WHAT YOU NEED TO DO —
Reproduce every entry in the listing without alteration.
GIVEN DATA start
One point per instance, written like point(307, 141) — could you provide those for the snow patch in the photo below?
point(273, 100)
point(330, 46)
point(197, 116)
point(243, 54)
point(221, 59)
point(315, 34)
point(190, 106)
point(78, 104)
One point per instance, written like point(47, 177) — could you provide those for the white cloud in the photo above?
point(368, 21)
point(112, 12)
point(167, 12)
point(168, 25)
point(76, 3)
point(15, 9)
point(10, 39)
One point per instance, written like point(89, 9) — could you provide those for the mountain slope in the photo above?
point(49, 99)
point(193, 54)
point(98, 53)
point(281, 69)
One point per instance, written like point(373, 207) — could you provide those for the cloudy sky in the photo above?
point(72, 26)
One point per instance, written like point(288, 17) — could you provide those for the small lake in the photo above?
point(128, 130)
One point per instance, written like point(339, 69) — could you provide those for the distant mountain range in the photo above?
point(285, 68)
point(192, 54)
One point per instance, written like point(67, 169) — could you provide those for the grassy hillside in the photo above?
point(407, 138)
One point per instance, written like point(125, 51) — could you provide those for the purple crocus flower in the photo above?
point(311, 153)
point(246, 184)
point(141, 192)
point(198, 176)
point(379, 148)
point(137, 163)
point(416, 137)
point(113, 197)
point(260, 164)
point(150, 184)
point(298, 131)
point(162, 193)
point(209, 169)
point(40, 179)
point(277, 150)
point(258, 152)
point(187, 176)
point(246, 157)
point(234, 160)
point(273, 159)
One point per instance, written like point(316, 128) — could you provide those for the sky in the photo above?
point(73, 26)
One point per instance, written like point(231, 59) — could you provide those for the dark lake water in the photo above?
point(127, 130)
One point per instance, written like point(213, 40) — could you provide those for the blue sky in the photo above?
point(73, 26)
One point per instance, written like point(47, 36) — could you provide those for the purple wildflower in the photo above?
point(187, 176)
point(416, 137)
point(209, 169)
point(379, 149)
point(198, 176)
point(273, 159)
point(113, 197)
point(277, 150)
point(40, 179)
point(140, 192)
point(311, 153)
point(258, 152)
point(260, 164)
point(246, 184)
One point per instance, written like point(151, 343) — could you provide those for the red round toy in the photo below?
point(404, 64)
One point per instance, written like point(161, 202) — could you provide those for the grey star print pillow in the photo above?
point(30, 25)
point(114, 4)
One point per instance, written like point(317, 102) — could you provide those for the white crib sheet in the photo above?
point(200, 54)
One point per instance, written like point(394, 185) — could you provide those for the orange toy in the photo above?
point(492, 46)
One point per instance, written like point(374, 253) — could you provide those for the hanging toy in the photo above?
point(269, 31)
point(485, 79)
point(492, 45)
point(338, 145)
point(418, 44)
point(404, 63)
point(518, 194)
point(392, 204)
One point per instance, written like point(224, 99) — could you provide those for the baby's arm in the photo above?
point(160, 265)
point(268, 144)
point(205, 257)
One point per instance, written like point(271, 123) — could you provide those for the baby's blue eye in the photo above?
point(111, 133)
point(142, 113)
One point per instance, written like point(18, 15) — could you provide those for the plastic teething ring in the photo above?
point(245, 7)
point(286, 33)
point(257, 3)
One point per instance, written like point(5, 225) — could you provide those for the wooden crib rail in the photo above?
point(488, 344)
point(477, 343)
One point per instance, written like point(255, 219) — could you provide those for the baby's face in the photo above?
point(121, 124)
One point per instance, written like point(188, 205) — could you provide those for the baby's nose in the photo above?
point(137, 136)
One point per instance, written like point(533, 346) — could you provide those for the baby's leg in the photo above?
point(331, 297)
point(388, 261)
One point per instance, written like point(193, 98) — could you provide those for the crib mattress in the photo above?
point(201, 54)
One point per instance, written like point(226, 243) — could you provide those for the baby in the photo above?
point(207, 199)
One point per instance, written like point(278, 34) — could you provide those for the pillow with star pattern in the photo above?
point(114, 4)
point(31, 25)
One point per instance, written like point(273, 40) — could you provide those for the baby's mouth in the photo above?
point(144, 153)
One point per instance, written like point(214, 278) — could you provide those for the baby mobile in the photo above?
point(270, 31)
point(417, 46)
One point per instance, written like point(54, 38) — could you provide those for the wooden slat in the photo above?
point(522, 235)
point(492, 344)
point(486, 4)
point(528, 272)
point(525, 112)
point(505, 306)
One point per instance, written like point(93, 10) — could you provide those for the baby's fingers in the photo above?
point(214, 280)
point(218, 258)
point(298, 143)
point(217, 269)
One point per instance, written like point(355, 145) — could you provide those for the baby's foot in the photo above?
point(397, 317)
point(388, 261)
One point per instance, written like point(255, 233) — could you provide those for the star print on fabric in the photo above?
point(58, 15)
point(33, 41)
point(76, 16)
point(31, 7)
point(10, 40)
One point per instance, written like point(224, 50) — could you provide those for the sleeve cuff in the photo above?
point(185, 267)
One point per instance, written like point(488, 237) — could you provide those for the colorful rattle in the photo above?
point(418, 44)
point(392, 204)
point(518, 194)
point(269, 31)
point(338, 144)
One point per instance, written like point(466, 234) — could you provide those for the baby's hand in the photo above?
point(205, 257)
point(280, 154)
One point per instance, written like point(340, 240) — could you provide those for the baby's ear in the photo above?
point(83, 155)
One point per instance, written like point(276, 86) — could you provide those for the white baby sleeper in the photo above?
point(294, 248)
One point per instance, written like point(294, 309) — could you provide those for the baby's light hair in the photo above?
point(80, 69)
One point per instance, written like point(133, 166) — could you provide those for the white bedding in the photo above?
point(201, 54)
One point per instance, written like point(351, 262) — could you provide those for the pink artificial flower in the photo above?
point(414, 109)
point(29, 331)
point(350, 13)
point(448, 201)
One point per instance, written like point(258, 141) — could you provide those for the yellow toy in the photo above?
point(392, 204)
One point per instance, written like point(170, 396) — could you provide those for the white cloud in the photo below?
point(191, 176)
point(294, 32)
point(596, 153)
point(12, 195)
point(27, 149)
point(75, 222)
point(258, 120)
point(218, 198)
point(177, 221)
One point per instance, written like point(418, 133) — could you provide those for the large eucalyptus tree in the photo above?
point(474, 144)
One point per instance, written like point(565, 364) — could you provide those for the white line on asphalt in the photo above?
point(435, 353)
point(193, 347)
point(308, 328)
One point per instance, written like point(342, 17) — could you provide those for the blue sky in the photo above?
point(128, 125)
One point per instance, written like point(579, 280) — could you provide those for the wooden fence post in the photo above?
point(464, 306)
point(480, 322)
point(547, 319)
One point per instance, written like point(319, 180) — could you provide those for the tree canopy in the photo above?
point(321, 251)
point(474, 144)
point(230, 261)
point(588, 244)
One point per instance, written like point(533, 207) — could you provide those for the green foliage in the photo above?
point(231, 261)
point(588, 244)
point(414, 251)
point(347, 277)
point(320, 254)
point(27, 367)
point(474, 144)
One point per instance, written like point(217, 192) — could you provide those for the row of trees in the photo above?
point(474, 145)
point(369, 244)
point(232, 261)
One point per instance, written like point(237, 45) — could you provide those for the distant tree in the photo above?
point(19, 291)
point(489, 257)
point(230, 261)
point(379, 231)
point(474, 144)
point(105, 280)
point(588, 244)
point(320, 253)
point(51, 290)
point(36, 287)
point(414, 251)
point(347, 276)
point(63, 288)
GIVEN DATA end
THE RESULT —
One point per instance, written like point(307, 141) — could you provide those for the snow patch in the photo below?
point(273, 100)
point(330, 46)
point(197, 116)
point(243, 54)
point(221, 59)
point(315, 34)
point(190, 106)
point(78, 104)
One point per instance, written like point(47, 177) — could you provide those for the white cloud in the photo above?
point(368, 21)
point(112, 12)
point(167, 12)
point(168, 25)
point(76, 3)
point(15, 9)
point(10, 39)
One point per instance, written like point(89, 9) — could you provide those for the mountain slope in the photo above?
point(49, 99)
point(193, 54)
point(98, 53)
point(281, 69)
One point per instance, written like point(373, 207) — could you provide those for the cloudy sky in the photo above?
point(72, 26)
One point per instance, written like point(288, 17) — could you provide those for the small lake in the photo above?
point(128, 130)
One point per instance, written like point(339, 69) — could you provide those for the distant mountain range in the photo above?
point(285, 68)
point(192, 54)
One point per instance, written like point(67, 169) — could you provide those for the grassy hillside in the photo above?
point(407, 138)
One point per instance, written like point(125, 51) — could you provide those for the purple crocus flower in the photo above?
point(311, 153)
point(246, 184)
point(141, 192)
point(198, 176)
point(379, 148)
point(137, 163)
point(416, 137)
point(113, 197)
point(260, 164)
point(150, 184)
point(298, 131)
point(162, 193)
point(209, 169)
point(40, 179)
point(277, 150)
point(258, 152)
point(187, 176)
point(246, 157)
point(234, 160)
point(273, 159)
One point per instance, written like point(316, 128) — could you provide those for the sky in the photo above?
point(73, 26)
One point per instance, written like point(231, 59) — could you provide those for the dark lake water in the photo above?
point(127, 130)
One point per instance, written like point(213, 40) — could you provide those for the blue sky in the photo above?
point(73, 26)
One point per instance, written like point(47, 36) — could you provide those for the purple wildflower in the photo above?
point(187, 176)
point(416, 137)
point(209, 169)
point(379, 149)
point(198, 176)
point(273, 159)
point(113, 197)
point(277, 150)
point(40, 179)
point(140, 192)
point(311, 153)
point(258, 152)
point(260, 164)
point(246, 184)
One point per instance, written like point(151, 343) — could you provide those for the red round toy in the photo below?
point(404, 64)
One point per instance, written like point(161, 202) — could you provide those for the grey star print pillow in the photo above?
point(30, 25)
point(114, 4)
One point per instance, written like point(317, 102) — could you provide those for the white crib sheet in the photo above?
point(200, 54)
One point per instance, written like point(394, 185) — could you provide those for the orange toy in the photo above?
point(492, 46)
One point per instance, written like point(374, 253) — could you provide those for the hanging toy in the photo above?
point(269, 31)
point(485, 79)
point(492, 45)
point(338, 145)
point(418, 44)
point(404, 63)
point(518, 194)
point(392, 204)
One point per instance, written like point(224, 99) — could you provide those for the baby's arm in the photo above?
point(160, 265)
point(268, 144)
point(205, 257)
One point per instance, written like point(271, 123) — could you provide those for the baby's blue eye in the photo above?
point(111, 133)
point(142, 113)
One point per instance, written like point(18, 15) — could you provide those for the plastic teething ring in the photo above?
point(245, 7)
point(286, 33)
point(257, 3)
One point per instance, written like point(5, 225) — could you provide those for the wooden crib rail in the photo above?
point(488, 344)
point(477, 343)
One point per instance, written like point(255, 219) — could you provide those for the baby's face in the photo above?
point(121, 124)
One point per instance, written like point(188, 205) — could you provide those for the baby's nose in the photo above?
point(137, 136)
One point per instance, written like point(533, 346) — could you provide those for the baby's leg in the photo above?
point(331, 297)
point(388, 261)
One point per instance, written like point(193, 98) — could you provide those for the crib mattress in the photo above?
point(201, 54)
One point per instance, written like point(226, 243) — could you provide those for the baby in the photo above?
point(207, 199)
One point per instance, written like point(278, 34) — could you provide those for the pillow with star pattern in the photo above?
point(114, 4)
point(31, 25)
One point per instance, written like point(273, 40) — could you provide those for the baby's mouth in the photo above?
point(144, 153)
One point per instance, written like point(214, 278) — could you provide those for the baby mobile in the photo above?
point(270, 31)
point(417, 46)
One point per instance, written like point(54, 38) — could you provide those for the wooden slat in the photo above?
point(522, 235)
point(492, 344)
point(486, 4)
point(528, 272)
point(525, 112)
point(505, 306)
One point per instance, written like point(93, 10) — could you provide those for the baby's fingers in the photo above?
point(214, 280)
point(218, 258)
point(298, 143)
point(217, 269)
One point per instance, written like point(355, 145) — could you provide those for the baby's foot in the photo above?
point(397, 317)
point(388, 261)
One point per instance, written like point(255, 233) — could you provide those for the star print on fabric in the photo above?
point(58, 15)
point(33, 41)
point(76, 16)
point(31, 7)
point(10, 40)
One point per instance, written like point(224, 50) — could you provide those for the sleeve cuff in the photo above?
point(185, 267)
One point per instance, written like point(488, 237) — could you provide those for the colorful rattle in the photo above?
point(418, 44)
point(392, 204)
point(518, 194)
point(269, 31)
point(338, 144)
One point per instance, written like point(466, 234) — could you provide those for the baby's hand in the photo above?
point(205, 257)
point(280, 154)
One point per instance, written like point(340, 240) — could you provide those for the baby's ear in the photo above?
point(83, 155)
One point per instance, written like point(276, 86) — could you provide those for the white baby sleeper in the photo above?
point(294, 248)
One point per instance, written like point(294, 309) — could you provide those for the baby's light hair in the photo above?
point(80, 69)
One point per instance, written like point(133, 166) — could you provide those for the white bedding in the photo above?
point(201, 54)
One point per instance, written like point(351, 262) — could you provide those for the pink artificial flower in the photo above?
point(414, 109)
point(29, 331)
point(350, 13)
point(448, 201)
One point per instance, written like point(258, 141) — could you provide those for the yellow toy in the photo above?
point(392, 204)
One point per instance, written like point(170, 396) — could you provide those for the white cloud in the photo below?
point(191, 176)
point(294, 32)
point(596, 153)
point(12, 195)
point(27, 149)
point(75, 222)
point(258, 120)
point(218, 198)
point(177, 221)
One point per instance, written like point(418, 133) — could you provide those for the large eucalyptus tree in the photo above?
point(474, 144)
One point per instance, written like point(565, 364) — could you provide those for the white line on asphalt in the photo above?
point(435, 353)
point(193, 347)
point(308, 328)
One point per instance, written like point(342, 17) — could you provide those for the blue sky in the photo above?
point(128, 125)
One point per instance, written like point(579, 280) — could you provide those for the wooden fence post in the photo above?
point(464, 306)
point(480, 322)
point(547, 319)
One point per instance, written like point(319, 180) — could you provide those for the tree canopy in the photo above?
point(321, 251)
point(474, 144)
point(230, 261)
point(588, 244)
One point per instance, written like point(533, 207) — could you provide those for the green foliage in the photo above?
point(231, 261)
point(588, 244)
point(414, 251)
point(347, 277)
point(320, 254)
point(27, 367)
point(474, 144)
One point per instance, written like point(217, 192) — could you provide those for the row of trees in the photo above?
point(474, 145)
point(369, 244)
point(232, 261)
One point per instance, written like point(237, 45) — could you provide those for the distant tree in the photo above?
point(19, 291)
point(489, 257)
point(230, 261)
point(379, 231)
point(474, 144)
point(105, 280)
point(588, 244)
point(320, 253)
point(51, 290)
point(36, 287)
point(414, 251)
point(347, 276)
point(63, 288)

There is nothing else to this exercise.